[INSTRUCTIONS TO FOLLOW]
Repeat every entry word for word, skipping the pictures.

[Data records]

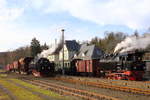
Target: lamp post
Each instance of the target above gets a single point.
(63, 70)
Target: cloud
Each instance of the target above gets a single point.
(132, 13)
(7, 13)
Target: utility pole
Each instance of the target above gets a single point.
(63, 70)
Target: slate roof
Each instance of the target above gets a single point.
(88, 52)
(72, 45)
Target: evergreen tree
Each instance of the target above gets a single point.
(35, 47)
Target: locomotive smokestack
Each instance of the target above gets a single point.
(63, 71)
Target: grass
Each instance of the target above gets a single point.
(40, 90)
(18, 92)
(3, 96)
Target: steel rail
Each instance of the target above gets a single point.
(106, 85)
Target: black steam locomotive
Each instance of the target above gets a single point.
(30, 65)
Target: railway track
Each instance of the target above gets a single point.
(106, 85)
(83, 94)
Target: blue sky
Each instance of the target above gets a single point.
(21, 20)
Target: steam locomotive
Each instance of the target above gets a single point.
(29, 65)
(128, 66)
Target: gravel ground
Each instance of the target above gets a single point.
(108, 92)
(125, 83)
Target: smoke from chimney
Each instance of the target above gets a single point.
(132, 43)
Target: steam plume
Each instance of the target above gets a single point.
(133, 42)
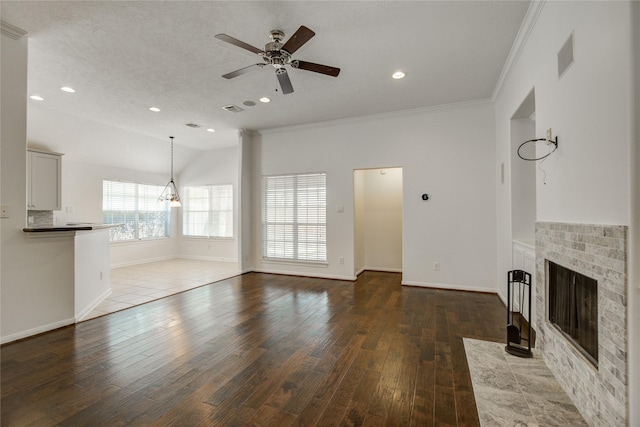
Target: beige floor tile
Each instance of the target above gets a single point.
(141, 283)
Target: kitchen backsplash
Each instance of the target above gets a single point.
(39, 218)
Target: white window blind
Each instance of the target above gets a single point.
(136, 207)
(294, 223)
(208, 211)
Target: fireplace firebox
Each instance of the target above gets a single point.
(573, 308)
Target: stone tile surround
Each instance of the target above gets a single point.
(600, 252)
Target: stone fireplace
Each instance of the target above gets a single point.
(599, 252)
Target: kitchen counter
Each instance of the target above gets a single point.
(70, 226)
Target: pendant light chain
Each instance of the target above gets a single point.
(170, 192)
(171, 158)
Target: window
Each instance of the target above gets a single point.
(208, 211)
(294, 212)
(136, 206)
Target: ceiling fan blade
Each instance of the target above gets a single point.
(283, 79)
(242, 71)
(298, 39)
(316, 68)
(236, 42)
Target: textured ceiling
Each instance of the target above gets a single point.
(123, 57)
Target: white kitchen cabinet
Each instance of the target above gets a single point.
(44, 181)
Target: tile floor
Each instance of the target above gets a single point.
(514, 391)
(141, 283)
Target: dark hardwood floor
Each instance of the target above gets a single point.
(259, 349)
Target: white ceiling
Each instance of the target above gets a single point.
(124, 57)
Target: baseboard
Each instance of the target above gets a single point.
(449, 287)
(384, 270)
(80, 316)
(36, 331)
(207, 258)
(300, 274)
(142, 261)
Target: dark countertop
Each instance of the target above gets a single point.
(72, 226)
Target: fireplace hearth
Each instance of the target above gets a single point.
(599, 252)
(573, 308)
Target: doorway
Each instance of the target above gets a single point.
(378, 219)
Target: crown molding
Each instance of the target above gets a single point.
(11, 31)
(528, 23)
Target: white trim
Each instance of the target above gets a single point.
(375, 117)
(385, 270)
(207, 258)
(80, 316)
(38, 330)
(11, 31)
(303, 274)
(322, 264)
(142, 261)
(528, 23)
(449, 287)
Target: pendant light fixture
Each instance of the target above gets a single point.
(170, 192)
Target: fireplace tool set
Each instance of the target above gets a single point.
(519, 313)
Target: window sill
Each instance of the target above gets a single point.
(208, 238)
(322, 264)
(138, 241)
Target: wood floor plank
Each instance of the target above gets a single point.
(259, 349)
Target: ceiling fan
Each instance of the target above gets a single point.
(278, 55)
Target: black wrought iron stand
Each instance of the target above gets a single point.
(519, 313)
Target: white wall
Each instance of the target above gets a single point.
(634, 234)
(380, 217)
(448, 153)
(359, 221)
(36, 274)
(92, 275)
(245, 226)
(212, 167)
(88, 141)
(82, 193)
(523, 181)
(589, 178)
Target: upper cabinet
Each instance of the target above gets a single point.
(44, 181)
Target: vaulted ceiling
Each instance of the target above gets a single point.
(126, 56)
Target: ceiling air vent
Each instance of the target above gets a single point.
(232, 108)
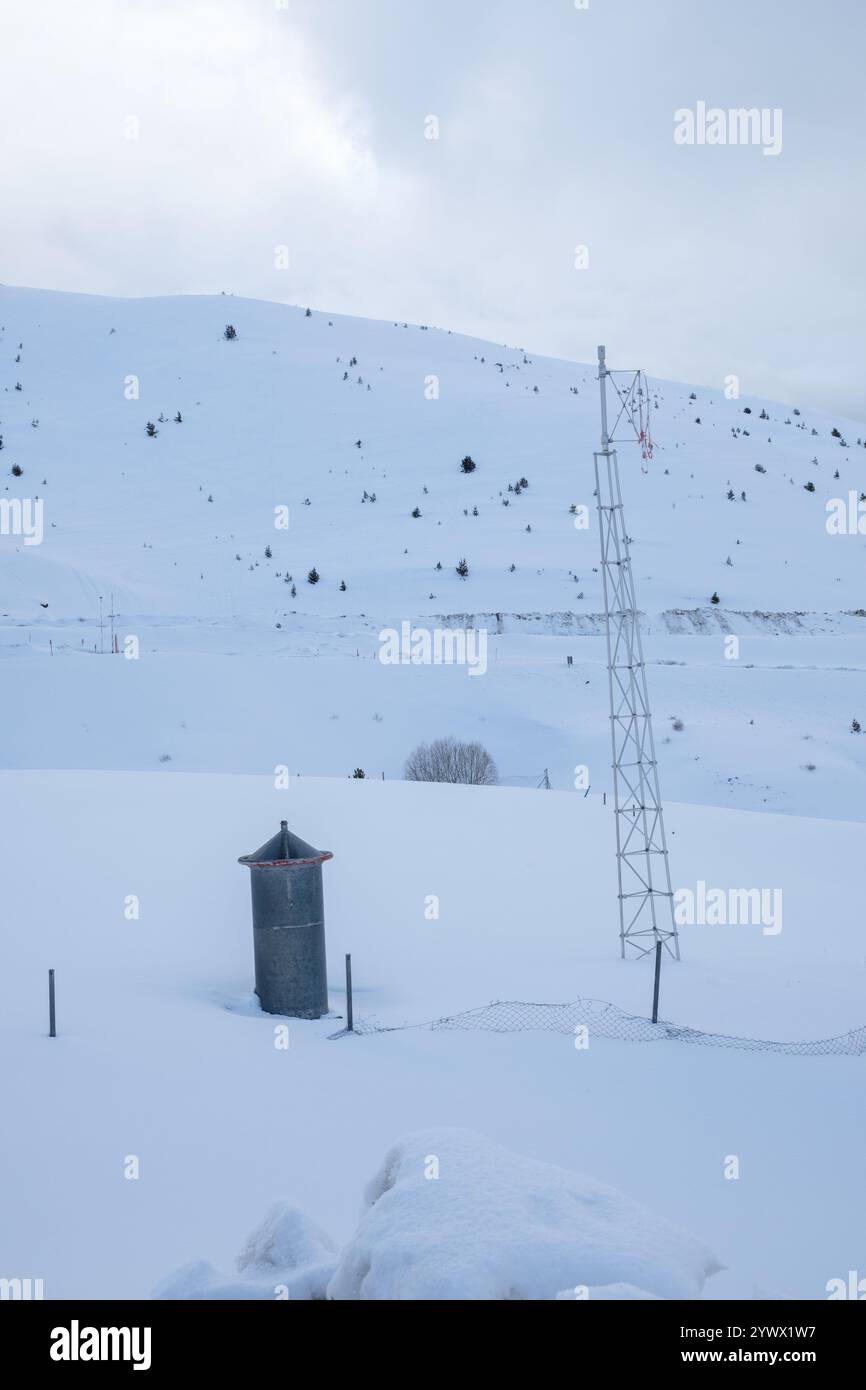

[SOLUTION TO THE PROBLEM]
Target: lamp post
Each instance of the target above gets a single point.
(63, 70)
Target: cloud
Each instance of the target above gets a single point.
(132, 13)
(7, 13)
Target: utility pole
Each instance of the target above gets a single point.
(63, 70)
Target: slate roof
Each instance of the target above gets a single point.
(88, 52)
(72, 45)
Target: evergreen tree
Each instance of the target above gets a single point.
(35, 47)
Target: locomotive smokestack
Each instance of the target above gets a single point.
(63, 71)
Target: grass
Each instance of the target above gets a single point.
(40, 90)
(18, 92)
(3, 96)
Target: steel rail
Each instance of the target above gets a single point.
(106, 85)
Target: black steam locomotive
Each instance of the target above gets a single point.
(30, 65)
Target: railway track
Each instance of the target above gets a single point.
(106, 85)
(83, 94)
Target: blue sky
Each instance of the target above gets a single point.
(21, 20)
Target: steam locomotive
Each instance of the target above gets a single point.
(29, 65)
(128, 66)
Target: gravel ground
Each instance of the target above gets a single point.
(108, 92)
(125, 83)
Target: smoke from chimney
Each instance of the target above gets a single point.
(132, 43)
Target: steam plume
Each instance of the target above gets a single point.
(133, 42)
Target: beige floor tile
Each instance of the target above gets a single point.
(141, 283)
Target: kitchen backsplash
Each instance of the target above gets a single point.
(39, 218)
Target: white window blind
Each instance of the target above gets a single point.
(136, 207)
(294, 223)
(208, 211)
Target: fireplace firebox
Each instance of the target above gets a single point.
(573, 308)
Target: stone tile surround
Each instance of the target above gets a single point.
(600, 252)
Target: stone fireplace
Each instance of the target above gets a single point.
(599, 252)
Target: kitchen counter
Each instance of the target above gets a single point.
(70, 226)
Target: pendant light chain
Each instance of the target above gets a single point.
(170, 192)
(171, 158)
Target: window
Each instance of the target above gets a single point.
(208, 211)
(294, 212)
(136, 206)
Target: ceiling fan blade
Each instance of the target above gets a single point.
(283, 79)
(242, 71)
(298, 39)
(316, 68)
(236, 42)
Target: textured ceiling
Each instance of the target above gets a single point.
(123, 57)
Target: white kitchen cabinet
Each instance of the target above gets a single point.
(44, 181)
Target: tile floor
Each instance of the target above gets a single point.
(514, 391)
(141, 283)
Target: dark hardwood floor
Each instance of the target above gets a single point.
(259, 349)
Target: white ceiling
Each instance of the target above gets a single point.
(124, 57)
Target: baseboard
Each instance of the target above gets a single point.
(449, 287)
(384, 270)
(80, 316)
(36, 331)
(207, 258)
(300, 274)
(142, 261)
Target: dark countertop
Each instance of the target above gets a single point.
(72, 226)
Target: fireplace hearth
Each instance of the target above gets a single point.
(599, 252)
(573, 308)
Target: doorway
Each instance of the target above gets a single point.
(378, 219)
Target: crown molding
Each instance of the target above gets a single point.
(11, 31)
(528, 23)
Target: white trim
Each instance of the target above gets a single point.
(375, 117)
(385, 270)
(207, 258)
(80, 316)
(38, 330)
(11, 31)
(303, 274)
(322, 264)
(142, 261)
(528, 23)
(449, 287)
Target: pendant light fixture
Each instance of the target above gets a single point.
(170, 192)
Target: fireplace tool set
Each instance of the target above gets a single point.
(519, 313)
Target: window sill
Each instance of the target above gets a single point.
(208, 238)
(322, 264)
(138, 241)
Target: wood floor plank
Each instance of the target above gets a single point.
(259, 349)
Target: ceiling fan
Each instance of the target above gets a single point.
(278, 55)
Target: black wrought iron stand
Each instance of the target above gets a single point.
(519, 313)
Target: white wall
Each instance of the target above gets a single point.
(634, 234)
(380, 217)
(448, 153)
(359, 221)
(36, 274)
(92, 275)
(245, 226)
(212, 167)
(88, 141)
(82, 193)
(523, 181)
(589, 178)
Target: upper cabinet
Each instance of the target above gets a single point.
(44, 181)
Target: vaulted ceiling
Each instance of the target above gets a single point.
(126, 56)
Target: ceiling air vent
Each instance of the target above gets a single point.
(232, 108)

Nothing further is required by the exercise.